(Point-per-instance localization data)
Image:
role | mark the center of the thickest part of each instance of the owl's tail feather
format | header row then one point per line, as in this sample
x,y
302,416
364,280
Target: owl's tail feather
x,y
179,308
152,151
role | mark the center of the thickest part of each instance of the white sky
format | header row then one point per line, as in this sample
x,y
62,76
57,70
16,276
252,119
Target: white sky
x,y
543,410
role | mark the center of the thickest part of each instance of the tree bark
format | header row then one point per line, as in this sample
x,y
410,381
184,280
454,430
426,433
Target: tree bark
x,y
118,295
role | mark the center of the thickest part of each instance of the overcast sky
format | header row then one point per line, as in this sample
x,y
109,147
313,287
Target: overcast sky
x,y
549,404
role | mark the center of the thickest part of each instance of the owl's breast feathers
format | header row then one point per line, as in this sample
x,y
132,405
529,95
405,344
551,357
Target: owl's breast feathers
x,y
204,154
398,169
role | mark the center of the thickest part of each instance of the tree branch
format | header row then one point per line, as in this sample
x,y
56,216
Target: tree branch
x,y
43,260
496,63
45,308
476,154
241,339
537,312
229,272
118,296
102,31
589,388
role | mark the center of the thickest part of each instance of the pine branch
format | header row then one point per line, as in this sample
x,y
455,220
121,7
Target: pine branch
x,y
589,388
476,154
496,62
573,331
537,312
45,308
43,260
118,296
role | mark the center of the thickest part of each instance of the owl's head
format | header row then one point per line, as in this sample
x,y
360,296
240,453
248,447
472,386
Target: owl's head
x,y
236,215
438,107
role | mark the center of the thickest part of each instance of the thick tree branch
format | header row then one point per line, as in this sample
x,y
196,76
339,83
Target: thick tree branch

> _WORK TO COMPLETE_:
The required output is each line of the entries that contains the word "role".

> _SOLUTION FOR THIS PROBLEM_:
role | mark the center of the thickest part of each instance of the owl's tail feather
role | mark the center of the thickest part of each instance of the white sky
role | mark the center of the thickest part of each instance of the tree bark
role | mark the center of the thickest part of each instance of the overcast sky
role | mark the center of the thickest part of each instance of the owl's breast feathers
role | mark the center of the thickest part of each instance of the tree branch
role | mark the center of the thickest part of each instance of the pine branch
role | mark the center of the thickest part of each instance of the owl's head
role | mark the center of the thickest part of each instance of the thick tree branch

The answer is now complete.